> **Your tasks**
1. Rewrite the part of the court order starting at "United States District" and ending at "motion is denied.", putting "Movant" in place of "Defendant".
2. Summarize the court order in three sentences.

> **Reading text**
========================================

United States District Court, D. Kansas
MEMORANDUM AND ORDER
ERIC F. MELGREN, District Judge.
This matter comes before the Court on Defendant Heriberto Miranda-Roldan's ("Defendant") pro se Motion to Re-Open a Denied Title 28 U.S.C. § 2255 petition pursuant to Federal Rule of Civil Procedure 60(b). For the reasons stated below, Defendant's motion is denied.
I. Factual and Procedural Background
On May 25, 2010, Defendant was charged, along with eighteen others, in a 116-count second superseding indictment. On February 16, 2011, in exchange for a dismissal of a large number of these counts, Defendant pled guilty, under a Federal Rule of Criminal Procedure 11(c)(1)(C) plea agreement, to two counts of unlawful use of a communications device. As a result of this plea, Defendant received the maximum sentence of forty-eight (48) months for each count, to be served consecutively, for a total sentence of ninety-six (96) months. On April 1, 2011, Defendant filed a motion to vacate, set aside, or correct his sentence pursuant to 28 U.S.C. § 2255, alleging ineffective assistance of counsel and an illegal sentence. Defendant's motion was denied on June 7, 2011. On July 13, 2011, Defendant filed a motion to rescind this ruling, alleging that, due to jail transportation and relocation issues, he failed to receive a copy of the Government's response to his § 2255 application. This Court granted Defendant's motion to rescind on July 15, 2011. Defendant filed his reply to the Government's response to his § 2255 application on September 19, 2011. This Court again denied Defendant's § 2255 application on November 9, 2012.
On August 1, 2013, Defendant filed a Rule 60(b) motion to re-open his denied § 2255 application. In his motion, Defendant requests a downward modification of his ninety-six-month sentence based on the grounds set forth in his § 2255 application, namely, ineffective assistance of counsel and an illegal sentence. On March 28, 2014, Defendant filed an addendum to his Rule 60(b) motion, requesting a two-level sentence reduction pursuant to 18 U.S.C. § 3582(c)(2).

========================================

> **Data supplied**
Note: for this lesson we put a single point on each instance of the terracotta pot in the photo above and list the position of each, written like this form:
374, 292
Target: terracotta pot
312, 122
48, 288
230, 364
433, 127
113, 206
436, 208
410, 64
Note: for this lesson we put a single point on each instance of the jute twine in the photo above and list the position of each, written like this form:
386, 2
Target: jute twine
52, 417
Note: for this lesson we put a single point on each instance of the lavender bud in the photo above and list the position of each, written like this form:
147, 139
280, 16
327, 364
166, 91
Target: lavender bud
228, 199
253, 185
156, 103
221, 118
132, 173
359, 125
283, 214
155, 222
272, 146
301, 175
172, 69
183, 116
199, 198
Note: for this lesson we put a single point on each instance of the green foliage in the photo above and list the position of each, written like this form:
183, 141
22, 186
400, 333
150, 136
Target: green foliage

========================================

> **Answers for the exercise**
1.
United States District Court, D. Kansas
MEMORANDUM AND ORDER
ERIC F. MELGREN, District Judge.
This matter comes before the Court on Movant Heriberto Miranda-Roldan's ("Movant") pro se Motion to Re-Open a Denied Title 28 U.S.C. § 2255 petition pursuant to Federal Rule of Civil Procedure 60(b). For the reasons stated below, Movant's motion is denied.

2. A federal district court in Kansas denies Heriberto Miranda-Roldan's pro se Rule 60(b) motion to re-open his denied § 2255 petition. Under a plea agreement, he had pled guilty to two counts of unlawful use of a communications device and received a total sentence of ninety-six months. His § 2255 application, which alleged ineffective assistance of counsel and an illegal sentence, was denied twice, so he moved to re-open it on those grounds and later added a request for a two-level sentence reduction under 18 U.S.C. § 3582(c)(2).